*Set task 1:* Report how many lines of the entries below contain the string "farmland". Give only the number.

*Given passage:*
☆ ☆ ☆ ☆ ☆ ☆ ☆
The following lists events that happened during 1919 in Australia.

Incumbents

Monarch – George V
Governor-General – Sir Ronald Munro-Ferguson
Prime Minister – Billy Hughes
Chief Justice – Samuel Griffith (until 17 October) then Adrian Knox (from 18 October)

State premiers
Premier of New South Wales – William Holman
Premier of Queensland – T. J. Ryan (until 22 October), then Ted Theodore
Premier of South Australia – Archibald Peake
Premier of Tasmania – Walter Lee
Premier of Victoria – Harry Lawson
Premier of Western Australia – Sir Henry Lefroy (until 17 April), then Sir Hal Colebatch (until 17 May), then James Mitchell

State governors
Governor of New South Wales – Walter Davidson
Governor of Queensland – Hamilton Goold-Adams
Governor of South Australia – Sir Henry Galway
Governor of Tasmania – Francis Newdegate
Governor of Victoria – Sir Arthur Stanley
Governor of Western Australia – William Ellison-Macartney

Events
 8 January – Strike leader Paul Freeman was arrested outside of Dobbyn, Queensland, sparking a chain of events that would lead to his deportation.
☆ ☆ ☆ ☆ ☆ ☆ ☆
*Supplied data:*

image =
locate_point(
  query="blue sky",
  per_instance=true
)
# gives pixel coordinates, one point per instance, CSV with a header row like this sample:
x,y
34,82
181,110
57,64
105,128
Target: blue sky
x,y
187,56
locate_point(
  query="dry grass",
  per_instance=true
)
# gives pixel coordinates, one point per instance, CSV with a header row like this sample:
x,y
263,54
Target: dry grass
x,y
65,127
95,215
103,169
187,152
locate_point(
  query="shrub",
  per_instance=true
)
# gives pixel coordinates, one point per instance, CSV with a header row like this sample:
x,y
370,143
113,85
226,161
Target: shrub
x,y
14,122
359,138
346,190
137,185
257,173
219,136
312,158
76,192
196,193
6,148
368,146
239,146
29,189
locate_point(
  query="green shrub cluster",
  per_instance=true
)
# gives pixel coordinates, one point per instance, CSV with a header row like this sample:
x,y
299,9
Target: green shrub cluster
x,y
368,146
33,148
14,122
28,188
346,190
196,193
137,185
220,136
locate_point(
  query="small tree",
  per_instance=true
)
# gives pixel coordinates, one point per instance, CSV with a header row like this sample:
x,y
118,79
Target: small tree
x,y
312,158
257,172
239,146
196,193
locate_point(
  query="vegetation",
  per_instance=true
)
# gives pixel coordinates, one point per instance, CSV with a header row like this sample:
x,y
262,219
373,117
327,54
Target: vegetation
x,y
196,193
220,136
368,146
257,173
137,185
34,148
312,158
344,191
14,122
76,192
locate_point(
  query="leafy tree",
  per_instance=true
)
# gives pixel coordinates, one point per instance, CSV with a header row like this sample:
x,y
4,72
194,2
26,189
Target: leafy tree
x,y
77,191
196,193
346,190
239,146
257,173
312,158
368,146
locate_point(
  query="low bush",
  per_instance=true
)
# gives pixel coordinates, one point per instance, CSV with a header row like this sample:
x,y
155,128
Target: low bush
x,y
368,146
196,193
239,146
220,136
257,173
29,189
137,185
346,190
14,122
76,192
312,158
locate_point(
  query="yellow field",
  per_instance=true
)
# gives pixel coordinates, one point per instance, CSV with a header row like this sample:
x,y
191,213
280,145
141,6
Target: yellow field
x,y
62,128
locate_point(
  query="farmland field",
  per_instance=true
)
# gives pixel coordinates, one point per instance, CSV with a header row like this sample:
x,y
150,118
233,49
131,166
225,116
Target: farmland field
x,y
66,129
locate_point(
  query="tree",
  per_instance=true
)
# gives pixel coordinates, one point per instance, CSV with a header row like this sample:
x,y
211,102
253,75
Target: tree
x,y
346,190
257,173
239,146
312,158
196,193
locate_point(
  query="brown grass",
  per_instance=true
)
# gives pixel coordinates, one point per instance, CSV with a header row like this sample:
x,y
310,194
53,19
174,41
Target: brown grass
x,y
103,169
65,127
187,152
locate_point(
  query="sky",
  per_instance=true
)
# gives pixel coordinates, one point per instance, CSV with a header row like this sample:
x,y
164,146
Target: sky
☆ ☆ ☆ ☆ ☆ ☆ ☆
*Set task 2:* Translate this sentence from the list of 1919 events in Australia above into Spanish: "The following lists events that happened during 1919 in Australia."

*Task result 1:* 2

*Task result 2:* A continuación se enumeran los acontecimientos que ocurrieron durante 1919 en Australia.